*** Trecho ***
Em Girls: a voz e o vazio da geração perdida

Colunistas

22.03.13

A expressão “geração perdida” foi útil em diferentes momentos da história. Perdida, porque mergulhada numa recessão econômica que não abre perspectivas de trabalho. Perdida, porque desorientada pelas imensas transformações que testemunha. Perdida, porque morta nas guerras que assolaram o século XX. Perdida, porque reprimida em sua expressão política, artística e cultural por ditaduras militares. A geração perdida da vez são os jovens norte-americanos, filhos da crise financeira que se abriu nos EUA desde 2008, e desnorteados diante de um mundo no qual todos os valores que ordenariam a vida adulta – maturidade, carreira, família – implodiram. Essa perdição é o pano de fundo e o motor das duas primeiras temporadas da série Girls, escrita, dirigida e estrelada pela jovem Lena Dunham, 26 anos, vencedora do Globo de Ouro como melhor atriz de comédia. É ela quem encarna a personagem Hannah, uma jovem de 24 anos gordinha – 15 quilos a mais, ela anuncia -, aspirante a escritora, e sem dinheiro para pagar sua parte no aluguel de um modesto apartamento no Brooklyn. Sim, porque Hannah e suas amigas moram em Nova York, mas não em Manhatan; fazem sexo, mas não exibem corpos perfeitos, lingeries caras ou velas acesas em torno de banheiras de hidromassagem; e o seriado fez sucesso com a crítica por expor de forma bruta e direta as fragilidades, deficiências e incapacidades dessas meninas que nasceram no ano da queda do Muro de Berlim e ainda eram crianças no 11 de setembro.

Produção da HBO e também vencedora do Globo de Ouro, Girls estreou nos EUA em abril de 2012 e quase simultaneamente no Brasil. Com o fim da segunda temporada, no dia 17 de março nos EUA e em 24 de março aqui, já foram ao ar dez horas de programa, divididos em 20 episódios de 30 minutos pontuados por sexo, tédio, angústia e medo de dar o passo inevitável em direção à “vida adulta”. A expressão aparece inúmeras vezes nos diálogos, sempre como alguma coisa estranha, duvidosa e metafórica, impossível de se materializar se não em forma de clichê, já que, para essa geração perdida, a maturidade não vem acompanhada de nenhum tipo de significação em si. Hannah acha que ser adulta é poder pagar o próprio aluguel, desafio que os pais lhe fazem no início da série, quando convocam um jantar para avisar que vão parar de sustentá-la. Para Marnie, com quem Hannah divide o apartamento, ser adulta é pagar sua própria conta de celular, uma constatação frustrante, porque todas elas ainda estão penduradas em algum tipo de plano de telefone familiar. Para Shoshana, ser adulta é ao mesmo tempo uma aspiração e um mero figurino, por vezes necessário, por vezes adequado. “Devo vestir a calça comprida da vida adulta?”, pergunta ao namorado, sem saber com que roupa ir a uma festa. Não por acaso, Hannah só anda de shorts e macaquinhos que lhe conferem um visual ora infantil, ora ridículo, mas que serve, sobretudo, para reforçar a falta de glamour da personagem.
*** Material coletado ***
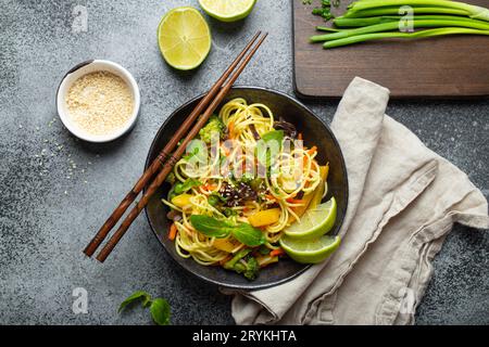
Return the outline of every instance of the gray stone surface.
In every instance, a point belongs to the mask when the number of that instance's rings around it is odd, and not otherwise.
[[[72,33],[77,4],[88,9],[88,33]],[[181,4],[197,1],[0,0],[0,323],[150,323],[139,309],[116,313],[136,290],[166,297],[175,324],[233,323],[229,298],[178,268],[142,216],[105,265],[82,254],[141,174],[165,117],[204,91],[255,30],[271,36],[239,83],[293,93],[289,1],[260,0],[239,24],[210,20],[213,50],[201,68],[186,74],[163,62],[155,41],[160,17]],[[54,107],[63,74],[93,57],[127,67],[142,93],[137,127],[109,145],[77,141]],[[336,101],[308,104],[327,120],[337,106]],[[489,196],[489,101],[392,102],[389,114]],[[489,323],[488,246],[486,232],[455,228],[435,259],[417,323]],[[78,286],[88,291],[88,314],[72,312],[72,291]]]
***
▸ Perguntas
1. Responda com base na coluna sobre a série Girls:
(a) Que idade tem Lena Dunham?
(b) Em que mês e ano Girls estreou nos EUA?
(c) Para Marnie, o que significa ser adulta?
2. Dê seguimento à coluna sobre a série Girls a partir da última frase.

▸ Respostas
1.
(a) 26 anos.
(b) Em abril de 2012.
(c) Pagar sua própria conta de celular.

2.
No realismo de Girls, não há lugar para romantismos adocicados nem para narrativas de algum tipo de felicidade. A crueza das experiências sexuais em Girls chamou a atenção da série na imprensa americana. Duas cenas foram especialmente discutidas como emblemáticas. A primeira, logo no segundo episódio da temporada de estreia, envolve Hannah e Adam (Vagina Panic, episódio 2, primeira temporada), um jovem artista e carpinteiro com quem ela mantém um relacionamento exclusivamente sexual. Não há entre os dois nenhuma atividade social, apenas sexo no apartamento dele, onde ela se apresenta sem ser convidada, apesar de Adam não responder suas mensagens de texto. Primeiro, eles transam. Depois, ele arranca a camisinha e se masturba, absorto em sua fantasia de estar fazendo sexo com uma menina de 11 anos que ele achou na rua. Adam goza sobre o corpo de Hannah, que demora um pouco, mas acaba embarcando na fantasia dele. Discutida em artigo de Elaine Blair no The New York Review of Books, a passagem é tomada como exemplo de ruptura com o modelo das comédias românticas de TV, como forma de exposição da vida sexual de uma geração perdida em experiências que em nada se parecem com a pornografia leve, comum em outras séries de televisão. Blair argumenta que esse tipo de realismo confere qualidade ao trabalho de Lena Dunham.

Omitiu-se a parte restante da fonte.